(Passage to read)
I had good experiences with all drugs I have done.


Except for alcohol.


----------



## smokeytokeybear (May 31, 2013)

2ci

fucking crazy shit, total simpsons mode lol


----------



## jjpivot (May 31, 2013)

Never had an overtly bad drug but in one of the very few times I've done DXM in my life, I was lying on my couch for hours drifting in and out of consciousness (not trippily) with a fan on me, throwing up repeatedly. Not a fun 5 hours.


----------



## qwizoking (May 31, 2013)

man i love dxm, it goes weed dxm than opiates, specifically dilaudid.. but dxm is magical like the other dissociatives.....sorry you had a bad experience bro, this one chick i knew literally shit herself on it...it was bad


----------



## jjpivot (May 31, 2013)

Like I said, I've had a few good ones on it, very enjoyable. It was just also happenstantially the drug that gave me a bad experience too. There'll be good ones and bad ones, it's no big deal. Maybe at some point I'll even try it again but at this point I've been interested in psychedelics and weed almost exclusively. Dissociatives have never really been my cup of tea, even with their psychedelic elements.
(End Passage to read)
(Excerpted data)
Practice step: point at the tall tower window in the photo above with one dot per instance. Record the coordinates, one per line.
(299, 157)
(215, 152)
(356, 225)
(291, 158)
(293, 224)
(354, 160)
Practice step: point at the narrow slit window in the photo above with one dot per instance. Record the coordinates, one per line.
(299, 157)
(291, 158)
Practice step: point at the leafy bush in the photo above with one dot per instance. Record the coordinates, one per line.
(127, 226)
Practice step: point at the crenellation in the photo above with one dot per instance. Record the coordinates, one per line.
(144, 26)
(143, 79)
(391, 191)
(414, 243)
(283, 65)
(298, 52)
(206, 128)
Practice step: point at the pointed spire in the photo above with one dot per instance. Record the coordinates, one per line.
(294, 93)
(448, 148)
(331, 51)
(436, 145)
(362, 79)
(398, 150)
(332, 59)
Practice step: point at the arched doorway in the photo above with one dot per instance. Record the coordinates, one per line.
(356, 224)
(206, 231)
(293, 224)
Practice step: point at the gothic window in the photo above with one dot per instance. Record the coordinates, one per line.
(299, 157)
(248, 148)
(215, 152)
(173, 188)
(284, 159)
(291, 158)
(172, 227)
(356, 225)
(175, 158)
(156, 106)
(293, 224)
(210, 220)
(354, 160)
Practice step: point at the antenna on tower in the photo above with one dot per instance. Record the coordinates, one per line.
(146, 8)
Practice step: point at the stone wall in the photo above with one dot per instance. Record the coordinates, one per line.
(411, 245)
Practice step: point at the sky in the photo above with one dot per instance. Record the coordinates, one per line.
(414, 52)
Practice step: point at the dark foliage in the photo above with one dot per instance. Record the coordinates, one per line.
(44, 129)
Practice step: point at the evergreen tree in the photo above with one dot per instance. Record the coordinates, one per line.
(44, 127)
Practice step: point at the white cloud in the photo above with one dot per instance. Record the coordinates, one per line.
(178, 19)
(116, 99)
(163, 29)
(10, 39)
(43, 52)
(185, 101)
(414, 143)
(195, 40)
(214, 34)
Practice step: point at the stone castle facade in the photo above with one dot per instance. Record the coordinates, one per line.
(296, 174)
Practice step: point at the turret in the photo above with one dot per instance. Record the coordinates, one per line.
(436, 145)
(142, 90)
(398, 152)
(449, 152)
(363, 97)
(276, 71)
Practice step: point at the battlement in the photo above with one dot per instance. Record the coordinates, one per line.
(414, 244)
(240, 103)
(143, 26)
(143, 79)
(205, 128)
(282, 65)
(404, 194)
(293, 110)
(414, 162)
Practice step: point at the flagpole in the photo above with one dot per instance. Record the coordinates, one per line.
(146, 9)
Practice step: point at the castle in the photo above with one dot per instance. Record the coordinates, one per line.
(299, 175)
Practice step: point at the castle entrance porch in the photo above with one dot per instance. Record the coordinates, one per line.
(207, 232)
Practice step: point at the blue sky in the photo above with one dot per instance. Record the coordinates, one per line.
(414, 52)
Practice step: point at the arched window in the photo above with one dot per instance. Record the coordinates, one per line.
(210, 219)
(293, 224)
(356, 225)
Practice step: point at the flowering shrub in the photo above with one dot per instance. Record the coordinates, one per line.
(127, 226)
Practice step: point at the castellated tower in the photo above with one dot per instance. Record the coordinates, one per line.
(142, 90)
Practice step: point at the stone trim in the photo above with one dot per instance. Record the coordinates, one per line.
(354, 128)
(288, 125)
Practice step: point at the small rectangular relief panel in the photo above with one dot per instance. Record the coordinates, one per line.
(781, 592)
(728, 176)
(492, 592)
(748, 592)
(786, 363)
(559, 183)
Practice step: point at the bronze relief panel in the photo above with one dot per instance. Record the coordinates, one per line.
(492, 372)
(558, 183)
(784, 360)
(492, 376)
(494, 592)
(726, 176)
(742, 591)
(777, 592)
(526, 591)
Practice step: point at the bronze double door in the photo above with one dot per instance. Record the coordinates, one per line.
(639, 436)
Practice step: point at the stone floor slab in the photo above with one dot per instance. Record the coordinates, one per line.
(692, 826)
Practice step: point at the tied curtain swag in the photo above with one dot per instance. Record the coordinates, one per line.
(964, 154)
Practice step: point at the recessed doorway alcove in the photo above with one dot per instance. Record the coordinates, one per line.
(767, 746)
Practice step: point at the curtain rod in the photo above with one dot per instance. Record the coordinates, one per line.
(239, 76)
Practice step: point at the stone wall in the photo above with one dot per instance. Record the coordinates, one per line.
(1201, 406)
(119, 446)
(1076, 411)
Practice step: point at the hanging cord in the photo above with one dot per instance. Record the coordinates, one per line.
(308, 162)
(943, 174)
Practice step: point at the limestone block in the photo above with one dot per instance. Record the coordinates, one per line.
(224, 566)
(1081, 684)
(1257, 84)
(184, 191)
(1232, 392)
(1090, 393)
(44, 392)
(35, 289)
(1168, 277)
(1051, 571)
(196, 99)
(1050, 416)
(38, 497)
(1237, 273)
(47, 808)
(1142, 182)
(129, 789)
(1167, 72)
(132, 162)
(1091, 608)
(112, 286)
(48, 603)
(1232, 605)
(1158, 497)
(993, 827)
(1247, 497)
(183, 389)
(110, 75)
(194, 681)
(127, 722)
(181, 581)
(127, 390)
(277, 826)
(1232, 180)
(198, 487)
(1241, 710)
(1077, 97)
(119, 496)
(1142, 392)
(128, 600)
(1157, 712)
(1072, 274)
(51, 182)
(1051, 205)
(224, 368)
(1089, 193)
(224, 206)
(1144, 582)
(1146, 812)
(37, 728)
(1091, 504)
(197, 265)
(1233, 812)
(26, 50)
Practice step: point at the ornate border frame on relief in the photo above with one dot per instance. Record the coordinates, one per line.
(End Excerpted data)
To do:
[1] Can you sum up the forum thread on drug experiences in two sentences?
[2] Could you edit the forum thread on drug experiences, giving everything from "man i love dxm, it" down to "their psychedelic elements." with "cup of tea" changed to "thing"?

Outputs in order:
[1] Forum posters trade drug experiences: one has had good experiences with every drug except alcohol, another calls 2ci "total simpsons mode," and jjpivot recalls spending hours drifting in and out of consciousness and throwing up on DXM. qwizoking praises DXM as magical, and jjpivot replies that there have been good DXM trips too but that psychedelics and weed are now the main interest, since dissociatives have never really been jjpivot's cup of tea.

[2]
man i love dxm, it goes weed dxm than opiates, specifically dilaudid.. but dxm is magical like the other dissociatives.....sorry you had a bad experience bro, this one chick i knew literally shit herself on it...it was bad


----------



## jjpivot (May 31, 2013)

Like I said, I've had a few good ones on it, very enjoyable. It was just also happenstantially the drug that gave me a bad experience too. There'll be good ones and bad ones, it's no big deal. Maybe at some point I'll even try it again but at this point I've been interested in psychedelics and weed almost exclusively. Dissociatives have never really been my thing, even with their psychedelic elements.